§ Instructions to follow: Look below for lines that hold the string "balcony" and copy each one.

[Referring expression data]
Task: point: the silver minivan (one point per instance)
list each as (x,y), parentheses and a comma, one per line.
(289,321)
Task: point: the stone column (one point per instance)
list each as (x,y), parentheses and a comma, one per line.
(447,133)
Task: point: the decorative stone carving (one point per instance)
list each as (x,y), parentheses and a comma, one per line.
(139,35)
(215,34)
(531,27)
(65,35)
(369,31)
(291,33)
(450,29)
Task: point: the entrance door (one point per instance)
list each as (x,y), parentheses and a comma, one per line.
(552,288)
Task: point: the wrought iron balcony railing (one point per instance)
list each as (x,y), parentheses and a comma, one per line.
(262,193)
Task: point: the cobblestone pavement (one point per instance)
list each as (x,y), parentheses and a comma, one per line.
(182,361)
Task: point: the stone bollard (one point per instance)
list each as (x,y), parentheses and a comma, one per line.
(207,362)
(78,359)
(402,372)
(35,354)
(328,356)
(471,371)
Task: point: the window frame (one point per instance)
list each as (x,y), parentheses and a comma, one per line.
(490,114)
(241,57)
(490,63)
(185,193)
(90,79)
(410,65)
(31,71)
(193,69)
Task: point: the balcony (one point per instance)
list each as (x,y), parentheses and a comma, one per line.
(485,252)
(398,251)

--

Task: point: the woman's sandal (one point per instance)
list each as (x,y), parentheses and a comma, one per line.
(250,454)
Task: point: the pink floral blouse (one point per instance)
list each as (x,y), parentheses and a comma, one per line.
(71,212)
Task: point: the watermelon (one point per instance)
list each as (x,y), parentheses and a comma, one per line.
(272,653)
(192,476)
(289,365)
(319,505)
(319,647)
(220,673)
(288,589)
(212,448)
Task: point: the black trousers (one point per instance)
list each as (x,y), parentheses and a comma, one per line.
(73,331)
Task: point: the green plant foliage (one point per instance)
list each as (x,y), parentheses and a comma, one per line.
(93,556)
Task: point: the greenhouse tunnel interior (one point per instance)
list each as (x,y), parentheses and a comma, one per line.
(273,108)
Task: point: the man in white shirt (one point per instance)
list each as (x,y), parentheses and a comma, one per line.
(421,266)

§ Solution to the problem:
Task: point: the wrought iron balcony railing (one point per instance)
Task: point: the balcony (one point per instance)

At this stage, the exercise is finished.